> _Your goal_
Format all the items below as a Markdown table with the columns "Row" and "Line". Give each line its own numbered row and leave out blank lines.

> _Available records_
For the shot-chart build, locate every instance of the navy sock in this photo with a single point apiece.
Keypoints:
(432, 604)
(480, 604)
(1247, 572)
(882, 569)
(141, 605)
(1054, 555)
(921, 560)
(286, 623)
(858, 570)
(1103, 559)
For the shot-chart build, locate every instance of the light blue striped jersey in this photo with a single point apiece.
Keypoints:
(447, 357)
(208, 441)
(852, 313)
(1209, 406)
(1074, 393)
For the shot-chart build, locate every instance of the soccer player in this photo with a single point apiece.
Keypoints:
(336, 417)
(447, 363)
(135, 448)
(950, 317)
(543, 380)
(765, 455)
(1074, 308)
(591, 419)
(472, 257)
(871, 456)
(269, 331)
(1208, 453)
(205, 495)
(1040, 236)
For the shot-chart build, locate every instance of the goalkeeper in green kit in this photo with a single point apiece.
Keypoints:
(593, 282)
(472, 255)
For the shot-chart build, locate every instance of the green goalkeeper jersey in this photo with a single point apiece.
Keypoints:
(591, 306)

> _Full output_
| Row | Line |
|---|---|
| 1 | For the shot-chart build, locate every instance of the navy sock in this photo with a single point apiece. |
| 2 | Keypoints: |
| 3 | (432, 604) |
| 4 | (480, 604) |
| 5 | (1247, 572) |
| 6 | (882, 569) |
| 7 | (141, 605) |
| 8 | (1054, 555) |
| 9 | (921, 560) |
| 10 | (286, 623) |
| 11 | (858, 570) |
| 12 | (1103, 559) |
| 13 | For the shot-chart build, locate every instance of the light blue striped jersey in this photo with a single point apiece. |
| 14 | Keypoints: |
| 15 | (447, 357) |
| 16 | (208, 441) |
| 17 | (852, 313) |
| 18 | (1209, 406) |
| 19 | (1074, 393) |
| 20 | For the shot-chart build, locate every instance of the soccer player in this photo with a single point apiece. |
| 21 | Keypoints: |
| 22 | (336, 417) |
| 23 | (447, 363) |
| 24 | (135, 448) |
| 25 | (950, 317) |
| 26 | (543, 380) |
| 27 | (765, 455) |
| 28 | (1074, 308) |
| 29 | (591, 419) |
| 30 | (472, 257) |
| 31 | (871, 456) |
| 32 | (269, 331) |
| 33 | (1208, 453) |
| 34 | (205, 495) |
| 35 | (1040, 236) |
| 36 | For the shot-chart build, locate every instance of the goalkeeper in green kit in this photo with a single point apiece. |
| 37 | Keypoints: |
| 38 | (593, 282) |
| 39 | (472, 255) |
| 40 | For the shot-chart build, locate every instance of the green goalkeeper jersey in this photo with a single point apiece. |
| 41 | Keypoints: |
| 42 | (591, 306) |